Action item — The line containing "Mark each instance" and every line after it, through the end of the records below: repeat them exactly, nothing more.

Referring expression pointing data

________________________________________

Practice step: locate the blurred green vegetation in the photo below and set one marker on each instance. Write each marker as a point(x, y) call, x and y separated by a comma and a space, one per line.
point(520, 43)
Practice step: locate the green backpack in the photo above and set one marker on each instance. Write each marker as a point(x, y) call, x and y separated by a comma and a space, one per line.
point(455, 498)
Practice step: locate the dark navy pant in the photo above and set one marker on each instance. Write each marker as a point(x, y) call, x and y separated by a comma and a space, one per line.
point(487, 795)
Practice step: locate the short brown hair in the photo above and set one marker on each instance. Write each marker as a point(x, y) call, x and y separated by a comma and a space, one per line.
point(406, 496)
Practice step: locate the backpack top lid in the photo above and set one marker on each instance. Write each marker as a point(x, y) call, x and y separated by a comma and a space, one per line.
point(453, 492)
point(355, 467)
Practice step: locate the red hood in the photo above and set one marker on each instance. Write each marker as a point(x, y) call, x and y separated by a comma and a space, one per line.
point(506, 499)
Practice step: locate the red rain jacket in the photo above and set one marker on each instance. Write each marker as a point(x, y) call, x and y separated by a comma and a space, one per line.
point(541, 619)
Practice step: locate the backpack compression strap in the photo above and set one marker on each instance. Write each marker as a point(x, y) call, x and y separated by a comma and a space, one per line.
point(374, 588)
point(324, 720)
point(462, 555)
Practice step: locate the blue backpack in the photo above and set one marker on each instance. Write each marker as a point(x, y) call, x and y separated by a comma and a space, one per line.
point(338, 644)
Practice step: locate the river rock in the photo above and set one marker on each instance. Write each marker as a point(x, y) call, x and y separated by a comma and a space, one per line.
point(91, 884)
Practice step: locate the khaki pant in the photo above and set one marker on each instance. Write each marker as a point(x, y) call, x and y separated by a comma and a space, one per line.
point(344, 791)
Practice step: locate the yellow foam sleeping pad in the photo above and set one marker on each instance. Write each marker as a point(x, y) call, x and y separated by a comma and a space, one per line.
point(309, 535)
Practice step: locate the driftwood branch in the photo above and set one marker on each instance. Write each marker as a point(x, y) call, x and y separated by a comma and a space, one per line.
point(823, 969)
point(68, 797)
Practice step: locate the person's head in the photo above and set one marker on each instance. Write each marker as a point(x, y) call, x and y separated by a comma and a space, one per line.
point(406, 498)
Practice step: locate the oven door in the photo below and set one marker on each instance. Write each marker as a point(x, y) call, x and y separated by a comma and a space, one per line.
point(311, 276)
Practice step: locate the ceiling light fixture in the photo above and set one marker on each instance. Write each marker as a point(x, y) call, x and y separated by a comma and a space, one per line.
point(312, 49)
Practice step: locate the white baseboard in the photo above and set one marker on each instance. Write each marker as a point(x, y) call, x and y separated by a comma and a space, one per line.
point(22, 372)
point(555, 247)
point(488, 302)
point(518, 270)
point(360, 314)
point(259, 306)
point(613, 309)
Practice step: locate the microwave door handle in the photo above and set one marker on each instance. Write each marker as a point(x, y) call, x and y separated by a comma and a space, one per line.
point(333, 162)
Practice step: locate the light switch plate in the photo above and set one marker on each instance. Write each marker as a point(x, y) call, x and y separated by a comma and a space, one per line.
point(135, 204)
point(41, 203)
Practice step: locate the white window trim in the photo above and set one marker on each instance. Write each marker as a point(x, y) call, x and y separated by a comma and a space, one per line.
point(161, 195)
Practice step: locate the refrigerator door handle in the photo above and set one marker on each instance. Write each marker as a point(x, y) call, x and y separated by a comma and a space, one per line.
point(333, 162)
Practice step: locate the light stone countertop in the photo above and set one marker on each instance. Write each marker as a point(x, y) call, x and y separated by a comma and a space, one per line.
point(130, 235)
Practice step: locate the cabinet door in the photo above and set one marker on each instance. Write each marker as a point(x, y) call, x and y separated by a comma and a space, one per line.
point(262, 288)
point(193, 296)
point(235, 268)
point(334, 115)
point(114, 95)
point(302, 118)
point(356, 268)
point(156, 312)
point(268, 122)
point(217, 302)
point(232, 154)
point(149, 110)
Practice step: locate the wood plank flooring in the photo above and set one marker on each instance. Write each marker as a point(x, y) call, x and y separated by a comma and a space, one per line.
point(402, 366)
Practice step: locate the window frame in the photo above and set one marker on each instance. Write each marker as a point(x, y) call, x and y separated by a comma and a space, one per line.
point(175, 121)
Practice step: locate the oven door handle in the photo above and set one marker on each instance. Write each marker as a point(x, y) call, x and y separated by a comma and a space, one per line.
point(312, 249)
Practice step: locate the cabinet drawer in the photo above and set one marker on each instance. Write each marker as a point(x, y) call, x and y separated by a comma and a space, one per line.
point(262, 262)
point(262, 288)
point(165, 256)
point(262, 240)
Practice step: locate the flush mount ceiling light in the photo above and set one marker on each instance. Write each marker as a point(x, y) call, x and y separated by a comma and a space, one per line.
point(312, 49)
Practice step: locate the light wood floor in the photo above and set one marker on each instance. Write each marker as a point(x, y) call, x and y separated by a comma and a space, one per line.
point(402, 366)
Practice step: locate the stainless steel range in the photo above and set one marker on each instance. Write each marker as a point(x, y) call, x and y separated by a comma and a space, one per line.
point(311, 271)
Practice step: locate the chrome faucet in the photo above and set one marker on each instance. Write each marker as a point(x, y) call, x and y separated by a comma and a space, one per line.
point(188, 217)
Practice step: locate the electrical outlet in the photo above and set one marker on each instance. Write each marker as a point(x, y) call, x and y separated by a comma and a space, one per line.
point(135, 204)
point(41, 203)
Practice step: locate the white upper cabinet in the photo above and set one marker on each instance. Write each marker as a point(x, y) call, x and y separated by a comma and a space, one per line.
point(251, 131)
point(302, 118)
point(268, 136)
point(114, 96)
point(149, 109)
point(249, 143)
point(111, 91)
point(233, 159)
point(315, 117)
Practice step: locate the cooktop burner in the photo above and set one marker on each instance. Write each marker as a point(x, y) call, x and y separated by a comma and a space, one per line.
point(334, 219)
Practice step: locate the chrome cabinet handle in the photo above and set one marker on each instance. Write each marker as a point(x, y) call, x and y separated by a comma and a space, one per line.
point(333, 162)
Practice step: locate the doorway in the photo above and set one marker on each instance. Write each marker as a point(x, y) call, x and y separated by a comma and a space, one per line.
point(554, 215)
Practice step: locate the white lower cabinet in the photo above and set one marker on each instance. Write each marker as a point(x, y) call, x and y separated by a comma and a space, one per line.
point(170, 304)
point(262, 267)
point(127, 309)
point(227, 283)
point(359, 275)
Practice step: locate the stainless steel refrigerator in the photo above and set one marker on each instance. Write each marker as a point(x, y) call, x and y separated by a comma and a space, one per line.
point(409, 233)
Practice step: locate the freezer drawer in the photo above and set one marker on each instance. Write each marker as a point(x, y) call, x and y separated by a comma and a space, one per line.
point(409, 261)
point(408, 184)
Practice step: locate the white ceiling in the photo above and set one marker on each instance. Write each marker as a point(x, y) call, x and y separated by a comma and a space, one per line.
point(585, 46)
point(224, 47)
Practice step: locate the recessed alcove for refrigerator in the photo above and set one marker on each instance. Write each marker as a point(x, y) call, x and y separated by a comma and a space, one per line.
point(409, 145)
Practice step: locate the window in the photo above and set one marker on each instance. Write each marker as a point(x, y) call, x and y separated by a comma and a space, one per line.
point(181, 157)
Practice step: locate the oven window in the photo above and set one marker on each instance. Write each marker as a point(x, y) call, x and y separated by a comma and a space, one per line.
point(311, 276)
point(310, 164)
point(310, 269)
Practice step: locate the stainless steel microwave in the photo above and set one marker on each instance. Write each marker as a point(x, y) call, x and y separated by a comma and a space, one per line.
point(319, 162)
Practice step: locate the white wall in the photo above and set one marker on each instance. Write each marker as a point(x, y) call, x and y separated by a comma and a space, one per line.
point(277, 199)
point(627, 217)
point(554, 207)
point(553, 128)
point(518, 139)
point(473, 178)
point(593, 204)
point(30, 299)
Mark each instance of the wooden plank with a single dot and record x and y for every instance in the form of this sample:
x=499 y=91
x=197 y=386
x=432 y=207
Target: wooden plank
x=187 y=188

________________________________________

Reply to the exercise —
Mark each instance of the wooden plank with a single dot and record x and y for every instance in the form of this sample:
x=499 y=91
x=197 y=386
x=432 y=207
Target: wooden plank
x=187 y=188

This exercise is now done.